What you will do
Below is a listing; copy all of it exactly.

++++ Record set ++++

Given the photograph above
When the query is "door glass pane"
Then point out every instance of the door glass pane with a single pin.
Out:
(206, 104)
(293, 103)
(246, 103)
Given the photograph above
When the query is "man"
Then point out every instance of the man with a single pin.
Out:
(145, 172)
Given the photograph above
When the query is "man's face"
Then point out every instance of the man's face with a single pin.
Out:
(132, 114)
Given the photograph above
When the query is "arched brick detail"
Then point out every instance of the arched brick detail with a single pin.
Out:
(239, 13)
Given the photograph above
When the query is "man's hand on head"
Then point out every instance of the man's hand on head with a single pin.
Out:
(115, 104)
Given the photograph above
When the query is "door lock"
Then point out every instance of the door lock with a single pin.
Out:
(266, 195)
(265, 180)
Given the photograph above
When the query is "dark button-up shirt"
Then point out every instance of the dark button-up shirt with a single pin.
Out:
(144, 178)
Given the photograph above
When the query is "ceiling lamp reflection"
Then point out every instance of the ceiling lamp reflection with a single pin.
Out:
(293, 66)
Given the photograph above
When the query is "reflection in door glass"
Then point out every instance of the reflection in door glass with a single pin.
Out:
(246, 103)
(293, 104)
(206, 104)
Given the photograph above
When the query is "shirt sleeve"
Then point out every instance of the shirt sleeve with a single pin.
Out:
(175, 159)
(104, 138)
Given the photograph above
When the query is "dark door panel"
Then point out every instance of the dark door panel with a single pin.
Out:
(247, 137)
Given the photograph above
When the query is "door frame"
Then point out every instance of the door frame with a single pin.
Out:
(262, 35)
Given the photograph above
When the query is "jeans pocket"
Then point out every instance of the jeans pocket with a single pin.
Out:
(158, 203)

++++

Answer below
Given the photograph above
When the query is "door glass pane"
Then point out every instance of the door glass pane with a single pin.
Out:
(206, 104)
(293, 103)
(246, 103)
Given the photograph above
When the query is "man"
Then point out every instance of the man with a single pin.
Out:
(145, 172)
Given the photograph above
When the query is "man's face"
Then point out every instance of the man's face with a single pin.
Out:
(132, 114)
Given the photograph above
When the query is "arched brick detail"
Then point out every instance of the arched brick detail with a single pin.
Out:
(239, 13)
Given the photograph above
When the query is "man's hand on head"
Then point out every instance of the man's hand on head with a single pin.
Out:
(115, 104)
Given the photograph above
When the query is "door lock"
Then point out every instance of the door lock with a single pin.
Out:
(266, 195)
(265, 180)
Given the photograph above
When the query is "dark button-up shirt"
Then point out every instance of the dark button-up shirt with a single pin.
Out:
(144, 178)
Given the photograph above
When the query is "ceiling lamp reflection"
Then point out every instance of the ceiling lamp reflection with a single pin.
Out:
(293, 66)
Given the photograph above
When the query is "reflection in door glass"
Then point out every instance of the reflection in door glass with a single pin.
Out:
(246, 103)
(293, 104)
(206, 104)
Given the photograph above
When the query is "shirt sleeve"
Then point out every instance of the shirt sleeve with a single pin.
Out:
(175, 159)
(104, 138)
Given the photograph above
When the query is "dark door panel"
Then point out every instance of the dark door panel with a single pin.
Out:
(247, 137)
Given the photograph above
When the query is "door frame"
Then point out every instance of the door frame with a single pin.
Out:
(262, 35)
Given the photograph above
When the query is "jeans pocket"
Then point out every instance of the jeans pocket with a single pin.
Out:
(158, 203)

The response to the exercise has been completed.